REQUIRED WORK:
A) According to the machine learning modeling article, what complexity does the vanilla Gaussian process formulation incur in inference?
B) Write the next part of the machine learning modeling article, starting after its final sentence.

## Modeling

Machine learning models are becoming increasingly popular for data and simulation-driven design and analysis of systems. The only basic requirements for machine learning (ML) modeling are the existence of an underlying pattern to be learned, the availability of data characterizing the patterns, and justification for ML models versus mathematical models (computational cost, inability to represent the pattern mathematically). Typical use-cases include training surrogate models of computationally expensive simulators, creating purely data-driven models where no analytical or other models exist, time series prediction and forecasting, training accurate models by combining varying fidelities and sources of data, surrogate models for use in optimization, etc.

## Selected Research

**Sparse Gaussian Processes / Large-Scale Learning**

As problem dimensionality increases, the size of the training set must also grow proportionally in order to capture varying patterns across the several dimensions. Artificial neural networks (ANN) have proven to be effective for large-scale high-dimensional problems and there has been interest in developing Bayesian modeling techniques (that provide uncertainty estimates of prediction as well) that can scale and perform well in high-dimensions as well. The ‘vanilla’ Gaussian process (GP) formulation incurs a complexity of *O(n^3)* in inference, where *n* is the size of the training set. This is due to the Cholesky decomposition operation involved during a matrix inversion operation as part of inference. Improvements have been made in the form of sparse Gaussian processes and structured Gaussian processes that exploit structure in training data (e.g., data along rectilinear grids) in order to leverage Kronecker algebra to accelerate inference [1]. This allows GP inference for datasets in the order of millions of points [2,3].

DATASET EXCERPT:

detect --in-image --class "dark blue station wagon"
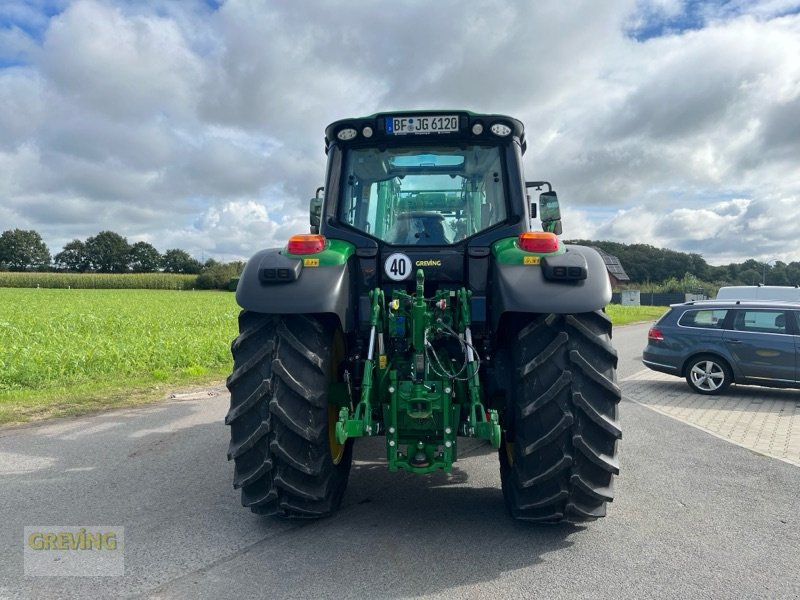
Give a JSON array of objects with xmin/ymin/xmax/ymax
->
[{"xmin": 642, "ymin": 300, "xmax": 800, "ymax": 394}]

EXERCISE ANSWERS:
A) O(n^3), where n is the size of the training set.

B)
[1] Flaxman, S., Wilson, A., Neill, D., Nickisch, H., & Smola, A. (2015, June). Fast Kronecker inference in Gaussian processes with non-Gaussian likelihoods. In *International Conference on Machine Learning* (pp. 607-616).

[2] Singh, P., Couckuyt, I., Elsayed, K., Deschrijver, D., & Dhaene, T. (2017). Multi-objective geometry optimization of a gas cyclone using triple-fidelity co-kriging surrogate models. *Journal of Optimization Theory and Applications*, *175*(1), 172-193.

[3] Singh, P., & Hellander, A. (2017, December). Surrogate assisted model reduction for stochastic biochemical reaction networks. In *Proceedings of the 2017 Winter Simulation Conference* (p. 138). IEEE Press.

**Deep Learning**

Deep neural networks have gained mass popularity in recent times for applications involving moderate-to-large datasets. Their ability to learn highly non-linear patterns makes them applicable to even challenging high-dimensional problems. For example, the highly non-linear time series of temperature variation of machines in a data centre has been modeled using LSTM neural networks in [1]. The figure on the right-top shows the learned patterns of one such machine.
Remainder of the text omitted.